→ TASK DIRECTIONS:
Reproduce the material from its first line up to and including the line with "113, 319, 146]]", changing "glowing street lamp" to "illuminated street lamp" and leaving everything else unchanged.

→ DATA IN THIS EXERCISE:
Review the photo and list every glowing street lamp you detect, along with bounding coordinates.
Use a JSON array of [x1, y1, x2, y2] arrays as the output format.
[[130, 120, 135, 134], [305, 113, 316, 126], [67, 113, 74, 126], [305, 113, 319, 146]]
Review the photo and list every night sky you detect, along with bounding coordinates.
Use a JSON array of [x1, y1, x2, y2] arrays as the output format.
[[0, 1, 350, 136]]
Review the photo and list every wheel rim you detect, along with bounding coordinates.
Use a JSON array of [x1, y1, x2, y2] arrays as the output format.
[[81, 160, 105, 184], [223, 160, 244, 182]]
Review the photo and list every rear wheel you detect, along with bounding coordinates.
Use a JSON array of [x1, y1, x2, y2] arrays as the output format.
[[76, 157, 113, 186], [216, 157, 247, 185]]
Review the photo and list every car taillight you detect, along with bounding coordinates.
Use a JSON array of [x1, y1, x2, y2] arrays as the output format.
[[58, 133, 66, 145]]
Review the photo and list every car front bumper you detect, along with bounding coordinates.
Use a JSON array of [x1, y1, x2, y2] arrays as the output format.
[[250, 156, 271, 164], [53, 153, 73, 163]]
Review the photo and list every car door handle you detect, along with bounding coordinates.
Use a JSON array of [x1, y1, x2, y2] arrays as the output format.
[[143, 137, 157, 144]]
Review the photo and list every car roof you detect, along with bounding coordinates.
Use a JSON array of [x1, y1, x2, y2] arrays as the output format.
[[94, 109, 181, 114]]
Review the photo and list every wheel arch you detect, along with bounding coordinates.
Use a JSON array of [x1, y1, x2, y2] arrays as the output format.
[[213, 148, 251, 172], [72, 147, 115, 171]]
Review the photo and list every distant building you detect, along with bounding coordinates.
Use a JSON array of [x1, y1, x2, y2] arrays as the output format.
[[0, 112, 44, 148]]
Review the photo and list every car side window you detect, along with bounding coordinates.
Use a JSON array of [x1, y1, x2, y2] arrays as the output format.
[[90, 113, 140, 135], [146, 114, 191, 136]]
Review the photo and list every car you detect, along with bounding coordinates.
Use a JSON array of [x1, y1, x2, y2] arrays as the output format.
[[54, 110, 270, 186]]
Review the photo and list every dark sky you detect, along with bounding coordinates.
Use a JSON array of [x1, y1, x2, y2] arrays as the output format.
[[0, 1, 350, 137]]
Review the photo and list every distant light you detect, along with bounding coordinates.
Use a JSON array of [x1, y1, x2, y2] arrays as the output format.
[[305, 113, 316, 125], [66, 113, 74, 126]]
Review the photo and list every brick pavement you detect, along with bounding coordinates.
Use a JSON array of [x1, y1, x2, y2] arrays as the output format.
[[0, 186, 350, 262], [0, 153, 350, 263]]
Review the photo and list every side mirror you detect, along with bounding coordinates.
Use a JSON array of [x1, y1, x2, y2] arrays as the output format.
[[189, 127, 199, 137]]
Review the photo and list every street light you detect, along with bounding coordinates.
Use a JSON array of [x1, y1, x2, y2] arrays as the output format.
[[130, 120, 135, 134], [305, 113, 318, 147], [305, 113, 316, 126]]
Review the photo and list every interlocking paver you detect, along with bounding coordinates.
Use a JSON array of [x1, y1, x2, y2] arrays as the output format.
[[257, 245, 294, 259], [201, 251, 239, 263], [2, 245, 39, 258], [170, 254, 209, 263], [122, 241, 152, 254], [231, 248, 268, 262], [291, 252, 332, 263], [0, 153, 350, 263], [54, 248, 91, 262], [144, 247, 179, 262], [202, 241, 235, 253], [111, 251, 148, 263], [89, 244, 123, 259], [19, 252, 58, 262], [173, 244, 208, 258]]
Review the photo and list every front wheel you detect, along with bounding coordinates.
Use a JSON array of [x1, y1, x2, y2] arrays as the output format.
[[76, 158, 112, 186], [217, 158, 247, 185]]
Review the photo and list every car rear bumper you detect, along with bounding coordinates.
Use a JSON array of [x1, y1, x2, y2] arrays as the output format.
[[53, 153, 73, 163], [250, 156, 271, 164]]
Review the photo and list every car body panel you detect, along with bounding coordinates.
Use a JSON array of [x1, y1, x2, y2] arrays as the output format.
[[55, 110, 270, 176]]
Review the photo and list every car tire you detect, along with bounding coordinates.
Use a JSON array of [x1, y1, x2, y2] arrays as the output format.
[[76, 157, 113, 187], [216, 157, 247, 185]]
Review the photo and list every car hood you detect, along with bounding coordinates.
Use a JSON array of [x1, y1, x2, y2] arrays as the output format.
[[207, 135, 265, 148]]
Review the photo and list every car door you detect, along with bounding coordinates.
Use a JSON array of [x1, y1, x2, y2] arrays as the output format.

→ EXERCISE RESPONSE:
Review the photo and list every illuminated street lamp you detect, along with bounding coordinates.
Use a JSON array of [x1, y1, x2, y2] arrays as the output format.
[[130, 120, 135, 134], [305, 113, 316, 126], [67, 113, 74, 126], [305, 113, 319, 146]]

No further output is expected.